Activity list:
1. In the article on moving court proceedings online, up to what value does the Small Claims Tribunal hear causes?
2. Reproduce the passage of the article on moving court proceedings online between "The President of" and "Opposition last week.", inclusive.
3. For each statement, say whether it agrees with the article on moving court proceedings online, answering yes or no and quoting the deciding words: (a) The latest report by the Chamber of Advocates focuses mostly on criminal courts. (b) The compilation of evidence has resumed. (c) Online claims in the Small Claims Tribunal can be filed without a lawyer.
*** Selected extract Section Begins ***
The President of the Chamber of Advocates Louis de Gabriele has told The Shift “it’s time to challenge current working practices” to move courts to a more efficient system of filings and hearings conducted online.
The pressure to shift to some form of online hearings has intensified this week after Judge Lawrence (Wenzu) Mintoff ruled that the coronavirus-related suspension of the compilation of evidence against those charged with serious crimes is in breach of their human rights.
Mintoff made the ruling in a judgment on a constitutional lawsuit filed by Yorgen Fenech, accused of masterminding the assassination of journalist Daphne Caruana Galizia. The compilation of evidence resumed today, amid complaints that justice had been suspended. The call for a revision of work practices to adapt to current needs was also taken up by the Opposition last week.
The Chamber of Advocates published two reports on the subject, the latest one consisting of 16 pages of recommendations mostly focused on civil courts. In its reports, the Chamber makes the case for a new normal – which will extend beyond the lifting of coronavirus restrictions – that will see extensive court process move online for greater efficiency.
This was put into effect to a small extent a few years ago with the possibility of making filings of claims, replies, and counterclaims online for cases in the Small Claims Tribunal. The Tribunal hears causes with a value of up to €5,000, and claims online can be filed by claimants or parties to the suit themselves, without using a lawyer, on the eCourts website.
Asked about the success of this system, de Gabriele said that “it hasn’t been very popular. It’s a question of mentality and culture. If you only keep the online system limited to small claims, it will not work.”
“If you expand it to all courts, then within a few years it will become the only system that works. But you cannot leave it as optional.”
*** Selected extract Section Ends ***
*** Data shown Section Begins ***
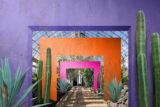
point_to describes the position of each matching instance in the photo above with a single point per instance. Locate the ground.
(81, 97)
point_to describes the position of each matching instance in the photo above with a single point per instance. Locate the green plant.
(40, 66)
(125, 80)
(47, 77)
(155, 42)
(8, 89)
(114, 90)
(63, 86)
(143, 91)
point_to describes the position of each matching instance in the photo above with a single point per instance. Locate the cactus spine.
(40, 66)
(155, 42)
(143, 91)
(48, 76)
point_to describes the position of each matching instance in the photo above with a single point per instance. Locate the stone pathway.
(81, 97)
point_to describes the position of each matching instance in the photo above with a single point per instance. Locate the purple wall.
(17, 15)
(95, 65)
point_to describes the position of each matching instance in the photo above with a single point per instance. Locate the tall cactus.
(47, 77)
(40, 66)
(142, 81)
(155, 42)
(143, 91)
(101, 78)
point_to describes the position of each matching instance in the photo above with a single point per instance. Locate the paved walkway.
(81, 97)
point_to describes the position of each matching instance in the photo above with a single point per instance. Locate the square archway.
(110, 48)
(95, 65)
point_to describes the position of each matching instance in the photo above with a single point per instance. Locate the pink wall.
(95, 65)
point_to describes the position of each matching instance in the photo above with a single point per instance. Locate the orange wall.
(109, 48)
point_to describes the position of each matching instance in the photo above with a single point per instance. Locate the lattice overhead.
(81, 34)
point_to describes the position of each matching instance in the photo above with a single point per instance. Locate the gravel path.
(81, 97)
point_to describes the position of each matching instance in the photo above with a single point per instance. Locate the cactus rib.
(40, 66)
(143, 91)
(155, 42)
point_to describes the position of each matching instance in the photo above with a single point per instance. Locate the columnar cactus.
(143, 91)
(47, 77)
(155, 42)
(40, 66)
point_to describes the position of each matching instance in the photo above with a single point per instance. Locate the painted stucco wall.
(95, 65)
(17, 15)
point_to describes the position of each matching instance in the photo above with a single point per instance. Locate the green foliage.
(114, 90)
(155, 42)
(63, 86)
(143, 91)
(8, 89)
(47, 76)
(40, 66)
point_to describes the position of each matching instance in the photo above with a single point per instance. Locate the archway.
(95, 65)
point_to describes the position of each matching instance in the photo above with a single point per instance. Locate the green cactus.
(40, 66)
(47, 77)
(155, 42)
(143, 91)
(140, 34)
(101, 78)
*** Data shown Section Ends ***
*** Data shown Section Begins ***
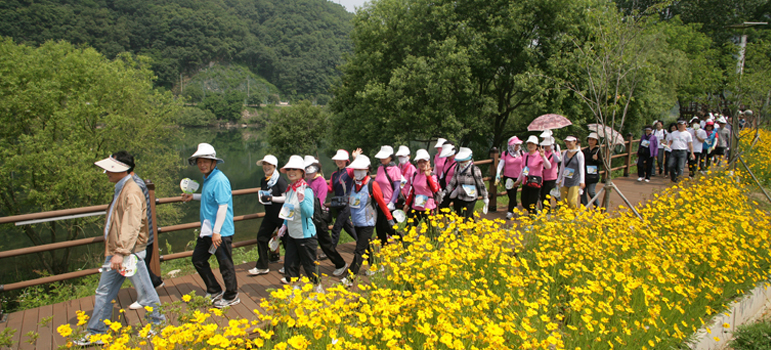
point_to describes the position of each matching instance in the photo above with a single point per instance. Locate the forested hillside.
*** Data shown Section Ends ***
Response list:
1. Up to €5,000.

2.
The President of the Chamber of Advocates Louis de Gabriele has told The Shift “it’s time to challenge current working practices” to move courts to a more efficient system of filings and hearings conducted online.
The pressure to shift to some form of online hearings has intensified this week after Judge Lawrence (Wenzu) Mintoff ruled that the coronavirus-related suspension of the compilation of evidence against those charged with serious crimes is in breach of their human rights.
Mintoff made the ruling in a judgment on a constitutional lawsuit filed by Yorgen Fenech, accused of masterminding the assassination of journalist Daphne Caruana Galizia. The compilation of evidence resumed today, amid complaints that justice had been suspended. The call for a revision of work practices to adapt to current needs was also taken up by the Opposition last week.

3.
(a) No: "16 pages of recommendations mostly focused on civil courts"
(b) Yes: "The compilation of evidence resumed today"
(c) Yes: "claims online can be filed by claimants or parties to the suit themselves, without using a lawyer"